> **SELECTED EXTRACT**:
═══

At home there were misleading signs that this new era, when the fate of the common man and woman would truly be the concern of their rulers, might actually come about. The burial of the Unknown Soldier in the nave of Westminster Abbey on Armistice Day 1920 seemed, at least symbolically, to herald just such a chastened democracy. The idea had been floated by the Reverend David Railton, a vicar from Margate in Kent who
had
served as an army chaplain at Armexntières and had written to the Dean of Westminster. The battlefields were, of course, strewn with unmarked, improvised graves and this would be the ordinary soldier’s counterpart of the Cenotaph, the monument to the war dead designed by Lutyens and erected in Whitehall. The king was against it and the appointment of Lord Curzon, not noted for his sympathy with or knowledge of the common man, as chairman of the committee did not bode well. But Lloyd George, presiding over the coalition government (with a huge majority), saw its propaganda value and the scheme went ahead in the deliberate glare of publicity. Six parties were sent out to six cemeteries in Flanders to exhume a body from each, and the anonymity of the soldier selected was preserved by blindfolding the officer who made the final choice. A coffin of English oak was prepared and inscribed, as would be the plaque of black Belgian marble in the abbey, with the utmost simplicity and gravity: ‘A British warrior who fell in the Great War 1914–1918 for King and Country’. Six destroyers escorted the coffin across the Channel, where it received a gun salute from Dover Castle; then it was moved by train to Victoria Station in London, from where on 11 November it was carried through the streets of the capital, the king following on foot. The pall-bearers included the three chiefs-of-staff, Field Marshal Haig, Admiral Beatty and Air Marshal Trenchard. In the tomb, at the feet of statues of the famous and the mighty, were buried, along with the soldier, 100 sandbags of earth from each of the great battlefields of the war. Over 1 million people came to pay their respects in the first weeks of the interment, and 100,000 wreaths were laid at the newly built Cenotaph.

═══

> **EXTRACTED DATA**:
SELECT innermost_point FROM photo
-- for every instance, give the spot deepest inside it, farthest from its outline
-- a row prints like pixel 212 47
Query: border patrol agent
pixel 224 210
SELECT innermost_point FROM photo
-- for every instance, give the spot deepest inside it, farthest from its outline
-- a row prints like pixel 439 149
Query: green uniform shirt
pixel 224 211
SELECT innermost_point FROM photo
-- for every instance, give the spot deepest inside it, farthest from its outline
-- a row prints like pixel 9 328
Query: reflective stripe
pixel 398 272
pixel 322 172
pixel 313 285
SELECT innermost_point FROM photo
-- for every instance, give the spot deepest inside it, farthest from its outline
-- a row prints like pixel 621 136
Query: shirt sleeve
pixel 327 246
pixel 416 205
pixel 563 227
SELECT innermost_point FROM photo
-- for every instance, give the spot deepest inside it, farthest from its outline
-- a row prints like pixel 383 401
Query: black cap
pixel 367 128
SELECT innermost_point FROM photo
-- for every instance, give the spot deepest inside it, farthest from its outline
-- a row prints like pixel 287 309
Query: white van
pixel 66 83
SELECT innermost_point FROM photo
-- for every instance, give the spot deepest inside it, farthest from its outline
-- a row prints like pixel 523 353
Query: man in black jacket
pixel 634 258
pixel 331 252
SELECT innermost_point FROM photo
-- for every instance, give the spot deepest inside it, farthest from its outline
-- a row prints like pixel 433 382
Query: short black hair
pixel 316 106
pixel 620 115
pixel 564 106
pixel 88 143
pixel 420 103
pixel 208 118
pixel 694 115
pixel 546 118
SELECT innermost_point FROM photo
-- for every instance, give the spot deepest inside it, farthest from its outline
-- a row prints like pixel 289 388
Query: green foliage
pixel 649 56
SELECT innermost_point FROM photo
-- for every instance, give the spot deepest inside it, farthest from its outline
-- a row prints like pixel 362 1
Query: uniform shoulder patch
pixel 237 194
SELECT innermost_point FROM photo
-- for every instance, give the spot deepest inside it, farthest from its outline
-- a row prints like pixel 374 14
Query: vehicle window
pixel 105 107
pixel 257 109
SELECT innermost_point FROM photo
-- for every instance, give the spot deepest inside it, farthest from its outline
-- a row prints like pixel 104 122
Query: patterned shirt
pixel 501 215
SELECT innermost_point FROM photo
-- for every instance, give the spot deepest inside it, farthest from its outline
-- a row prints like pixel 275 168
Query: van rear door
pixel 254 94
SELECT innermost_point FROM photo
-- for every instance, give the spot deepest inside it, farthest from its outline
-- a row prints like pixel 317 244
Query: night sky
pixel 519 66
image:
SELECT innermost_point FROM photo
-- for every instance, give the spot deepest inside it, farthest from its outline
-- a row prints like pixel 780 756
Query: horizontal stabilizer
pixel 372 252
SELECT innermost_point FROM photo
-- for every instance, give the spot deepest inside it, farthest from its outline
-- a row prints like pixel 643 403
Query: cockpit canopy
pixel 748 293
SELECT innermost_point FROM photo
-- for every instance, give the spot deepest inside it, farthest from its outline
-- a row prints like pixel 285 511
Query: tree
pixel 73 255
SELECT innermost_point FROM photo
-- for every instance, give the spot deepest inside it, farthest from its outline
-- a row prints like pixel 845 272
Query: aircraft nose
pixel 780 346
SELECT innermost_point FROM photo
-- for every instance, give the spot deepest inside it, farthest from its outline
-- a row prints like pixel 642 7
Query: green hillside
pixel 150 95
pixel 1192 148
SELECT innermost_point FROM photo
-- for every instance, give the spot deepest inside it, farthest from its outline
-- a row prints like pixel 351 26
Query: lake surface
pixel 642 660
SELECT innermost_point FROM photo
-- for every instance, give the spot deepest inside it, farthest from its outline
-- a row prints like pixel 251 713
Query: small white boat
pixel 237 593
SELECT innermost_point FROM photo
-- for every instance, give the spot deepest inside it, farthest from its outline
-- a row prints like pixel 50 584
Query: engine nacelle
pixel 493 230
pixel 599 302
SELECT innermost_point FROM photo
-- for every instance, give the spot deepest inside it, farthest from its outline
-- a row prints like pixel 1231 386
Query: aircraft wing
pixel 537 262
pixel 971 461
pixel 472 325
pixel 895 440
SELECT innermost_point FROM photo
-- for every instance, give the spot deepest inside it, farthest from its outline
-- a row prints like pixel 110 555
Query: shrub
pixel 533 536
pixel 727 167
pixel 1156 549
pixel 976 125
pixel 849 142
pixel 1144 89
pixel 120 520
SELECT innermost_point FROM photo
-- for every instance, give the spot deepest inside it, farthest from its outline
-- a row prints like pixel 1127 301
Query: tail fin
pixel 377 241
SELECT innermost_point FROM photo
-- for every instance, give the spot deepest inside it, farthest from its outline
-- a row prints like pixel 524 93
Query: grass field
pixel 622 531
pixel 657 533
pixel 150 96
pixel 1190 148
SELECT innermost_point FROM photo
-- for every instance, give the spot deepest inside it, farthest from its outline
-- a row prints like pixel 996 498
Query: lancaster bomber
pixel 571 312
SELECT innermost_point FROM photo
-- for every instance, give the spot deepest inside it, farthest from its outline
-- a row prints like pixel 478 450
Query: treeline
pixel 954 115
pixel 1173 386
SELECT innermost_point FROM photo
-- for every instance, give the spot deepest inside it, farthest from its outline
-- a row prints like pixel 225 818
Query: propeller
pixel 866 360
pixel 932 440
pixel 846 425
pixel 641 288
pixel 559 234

═══

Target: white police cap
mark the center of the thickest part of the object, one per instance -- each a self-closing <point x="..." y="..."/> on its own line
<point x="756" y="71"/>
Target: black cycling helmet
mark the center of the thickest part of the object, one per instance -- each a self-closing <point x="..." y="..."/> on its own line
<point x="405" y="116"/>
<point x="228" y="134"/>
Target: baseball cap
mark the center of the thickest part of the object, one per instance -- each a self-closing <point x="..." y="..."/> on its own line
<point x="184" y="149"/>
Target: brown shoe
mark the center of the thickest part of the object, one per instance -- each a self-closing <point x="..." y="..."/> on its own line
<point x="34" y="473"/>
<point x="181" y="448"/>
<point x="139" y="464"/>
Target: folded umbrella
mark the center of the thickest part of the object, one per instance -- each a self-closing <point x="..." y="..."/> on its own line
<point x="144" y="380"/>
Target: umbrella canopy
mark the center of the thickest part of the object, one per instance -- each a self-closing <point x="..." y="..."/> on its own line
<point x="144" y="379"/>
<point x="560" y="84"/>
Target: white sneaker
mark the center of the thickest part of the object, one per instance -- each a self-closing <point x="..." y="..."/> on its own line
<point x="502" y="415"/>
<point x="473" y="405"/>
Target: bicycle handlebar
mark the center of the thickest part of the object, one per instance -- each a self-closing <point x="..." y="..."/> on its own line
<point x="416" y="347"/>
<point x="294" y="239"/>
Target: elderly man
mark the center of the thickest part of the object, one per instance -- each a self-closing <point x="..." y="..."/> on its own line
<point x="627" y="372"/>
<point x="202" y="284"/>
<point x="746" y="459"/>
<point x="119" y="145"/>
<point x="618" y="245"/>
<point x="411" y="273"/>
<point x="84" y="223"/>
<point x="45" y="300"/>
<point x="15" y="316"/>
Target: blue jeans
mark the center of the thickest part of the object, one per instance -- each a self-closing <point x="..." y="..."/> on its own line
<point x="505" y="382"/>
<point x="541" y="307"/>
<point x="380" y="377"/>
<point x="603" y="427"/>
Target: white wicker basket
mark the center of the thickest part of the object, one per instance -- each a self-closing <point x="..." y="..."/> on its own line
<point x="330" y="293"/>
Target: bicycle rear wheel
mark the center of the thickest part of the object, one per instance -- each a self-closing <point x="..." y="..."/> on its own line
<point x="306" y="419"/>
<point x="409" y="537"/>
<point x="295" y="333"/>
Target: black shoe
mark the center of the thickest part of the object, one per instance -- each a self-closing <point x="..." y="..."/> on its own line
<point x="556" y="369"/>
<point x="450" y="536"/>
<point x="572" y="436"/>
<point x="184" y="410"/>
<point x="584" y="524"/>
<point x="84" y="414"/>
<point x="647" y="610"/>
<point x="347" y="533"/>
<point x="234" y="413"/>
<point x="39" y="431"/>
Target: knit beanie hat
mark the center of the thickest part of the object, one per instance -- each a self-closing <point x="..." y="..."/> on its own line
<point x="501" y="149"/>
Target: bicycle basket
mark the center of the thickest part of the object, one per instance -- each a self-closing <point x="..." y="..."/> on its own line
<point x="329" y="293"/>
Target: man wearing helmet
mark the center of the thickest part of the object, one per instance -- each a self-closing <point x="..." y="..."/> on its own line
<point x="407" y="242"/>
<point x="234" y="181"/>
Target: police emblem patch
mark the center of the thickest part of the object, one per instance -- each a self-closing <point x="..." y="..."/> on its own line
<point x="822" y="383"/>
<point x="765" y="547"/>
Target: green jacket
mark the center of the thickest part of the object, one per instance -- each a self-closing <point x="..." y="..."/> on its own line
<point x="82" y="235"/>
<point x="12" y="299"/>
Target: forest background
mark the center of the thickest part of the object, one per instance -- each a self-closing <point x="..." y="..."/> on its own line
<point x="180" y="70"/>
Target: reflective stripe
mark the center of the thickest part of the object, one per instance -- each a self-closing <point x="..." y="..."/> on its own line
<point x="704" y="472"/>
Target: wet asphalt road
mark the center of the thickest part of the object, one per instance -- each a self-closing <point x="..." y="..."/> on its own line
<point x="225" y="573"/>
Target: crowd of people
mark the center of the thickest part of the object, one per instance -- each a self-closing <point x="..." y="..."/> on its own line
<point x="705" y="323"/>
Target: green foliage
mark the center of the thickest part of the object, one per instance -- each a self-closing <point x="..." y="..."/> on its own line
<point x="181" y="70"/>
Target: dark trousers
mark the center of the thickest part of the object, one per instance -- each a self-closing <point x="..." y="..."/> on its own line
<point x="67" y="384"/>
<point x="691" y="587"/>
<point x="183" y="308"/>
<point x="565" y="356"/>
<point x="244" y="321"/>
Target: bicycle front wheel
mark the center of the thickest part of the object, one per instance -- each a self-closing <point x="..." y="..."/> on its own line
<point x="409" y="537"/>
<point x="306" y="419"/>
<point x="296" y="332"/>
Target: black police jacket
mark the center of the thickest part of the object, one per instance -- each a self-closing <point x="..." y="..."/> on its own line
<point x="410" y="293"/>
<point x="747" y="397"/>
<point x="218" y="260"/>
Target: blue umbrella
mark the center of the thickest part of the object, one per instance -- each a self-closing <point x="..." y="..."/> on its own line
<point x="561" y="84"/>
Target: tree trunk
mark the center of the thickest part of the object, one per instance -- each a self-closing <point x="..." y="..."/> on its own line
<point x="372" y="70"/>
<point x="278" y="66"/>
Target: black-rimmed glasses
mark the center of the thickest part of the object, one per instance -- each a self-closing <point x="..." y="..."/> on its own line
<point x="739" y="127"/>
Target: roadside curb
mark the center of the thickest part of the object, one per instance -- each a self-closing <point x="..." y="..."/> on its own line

═══

> **WORK TO DO**: Take the passage above on the burial of the Unknown Soldier further, starting right after its final sentence.

> **RESULT FOR THIS TASK**:
Would post-war Britain, then, as Lloyd George had promised, be a ‘country fit for heroes’? It would at any rate be a democracy of 27 million, even if the vote at last given to women in 1918 began at the age of 30 whilst 21-year-old men were deemed adult enough to exercise it; there would be no flapper franchise. A short, strong, post-war economic boom funded some, at least, of the government’s promises. Christopher Addison, the minister of reconstruction, oversaw the building of 200,000 homes – effectively the beginning of council-house construction in Britain. The liberal historian and president of the Board of Education, H. A. L. Fisher raised the school-leaving age to 14, a small act with immense significance, and standardized wages and salaries throughout the country. Old-age pensions were doubled, and unemployment insurance extended to cover virtually the entire working population of Britain.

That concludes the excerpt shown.